YOUR INSTRUCTIONS
Extract every line of the material below and reproduce it faithfully.

Pointing and labeling entries

----

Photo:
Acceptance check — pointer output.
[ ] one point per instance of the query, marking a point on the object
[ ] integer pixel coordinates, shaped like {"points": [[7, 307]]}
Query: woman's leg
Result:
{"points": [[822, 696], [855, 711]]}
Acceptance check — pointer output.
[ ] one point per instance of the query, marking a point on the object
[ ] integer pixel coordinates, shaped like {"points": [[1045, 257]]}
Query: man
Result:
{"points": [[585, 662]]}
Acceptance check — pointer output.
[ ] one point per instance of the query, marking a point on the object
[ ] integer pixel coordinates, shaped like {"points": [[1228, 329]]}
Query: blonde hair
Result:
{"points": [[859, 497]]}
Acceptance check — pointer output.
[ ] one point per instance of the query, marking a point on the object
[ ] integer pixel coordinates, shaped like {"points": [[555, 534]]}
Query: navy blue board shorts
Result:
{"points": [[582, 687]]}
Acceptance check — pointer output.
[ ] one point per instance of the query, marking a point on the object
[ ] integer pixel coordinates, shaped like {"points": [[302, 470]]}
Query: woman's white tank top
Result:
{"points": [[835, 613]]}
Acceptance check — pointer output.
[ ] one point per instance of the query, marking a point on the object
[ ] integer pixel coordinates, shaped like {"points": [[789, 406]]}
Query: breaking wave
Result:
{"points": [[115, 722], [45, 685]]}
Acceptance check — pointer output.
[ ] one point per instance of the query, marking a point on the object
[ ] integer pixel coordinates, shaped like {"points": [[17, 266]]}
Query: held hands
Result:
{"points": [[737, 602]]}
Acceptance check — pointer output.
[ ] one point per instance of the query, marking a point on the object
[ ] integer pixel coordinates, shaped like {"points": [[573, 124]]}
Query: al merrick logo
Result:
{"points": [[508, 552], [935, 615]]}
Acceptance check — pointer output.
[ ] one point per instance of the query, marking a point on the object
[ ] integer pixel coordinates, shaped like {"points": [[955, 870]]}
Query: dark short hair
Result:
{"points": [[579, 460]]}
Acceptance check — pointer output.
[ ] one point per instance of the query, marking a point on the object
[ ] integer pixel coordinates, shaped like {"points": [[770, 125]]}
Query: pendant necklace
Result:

----

ANSWER TO THE TASK
Photo:
Acceptance check — pointer output.
[ ] one point per instance of the query, marking a point on the object
[ ] integer pixel coordinates, shaped like {"points": [[7, 307]]}
Query: woman's leg
Result:
{"points": [[822, 696], [855, 711]]}
Acceptance check — pointer output.
[ ] one point per instance of the query, marking a point on the object
[ ] integer pixel coordinates, shaped like {"points": [[1045, 257]]}
Query: man
Result:
{"points": [[585, 662]]}
Acceptance check — pointer output.
[ ] one point per instance of the query, marking a point on the object
[ ] integer pixel coordinates, shaped like {"points": [[1228, 329]]}
Query: blonde hair
Result:
{"points": [[859, 497]]}
Acceptance check — pointer output.
[ ] one point per instance of the query, marking a point on the object
[ ] integer pixel coordinates, shaped like {"points": [[555, 534]]}
Query: navy blue board shorts
Result:
{"points": [[582, 687]]}
Acceptance check — pointer output.
[ ] one point per instance of the query, marking a point on the object
[ ] integer pixel coordinates, shaped like {"points": [[302, 470]]}
Query: woman's white tank top
Result:
{"points": [[835, 613]]}
Acceptance check — pointer output.
[ ] one point per instance of the query, marking a point on the object
[ ] integer pixel coordinates, shaped like {"points": [[789, 406]]}
Query: breaking wave
Result:
{"points": [[115, 722], [45, 685]]}
Acceptance check — pointer output.
[ ] one point per instance of the query, marking a point on the object
[ ] integer pixel coordinates, shaped like {"points": [[17, 266]]}
Query: held hands
Result:
{"points": [[737, 602]]}
Acceptance check — pointer output.
[ ] one point per instance of the query, marking a point on the object
[ ] integer pixel coordinates, shaped like {"points": [[573, 124]]}
Query: al merrick logo
Result:
{"points": [[508, 552], [935, 615]]}
Acceptance check — pointer output.
[ ] one point per instance of the query, marking a point on the object
[ ] integer pixel coordinates, shaped like {"points": [[955, 870]]}
Query: dark short hair
Result:
{"points": [[579, 460]]}
Acceptance check — pointer output.
[ ] one point per instance of the query, marking a point on the object
[ ] integer pixel coordinates, shaped like {"points": [[770, 125]]}
Query: pendant necklace
Result:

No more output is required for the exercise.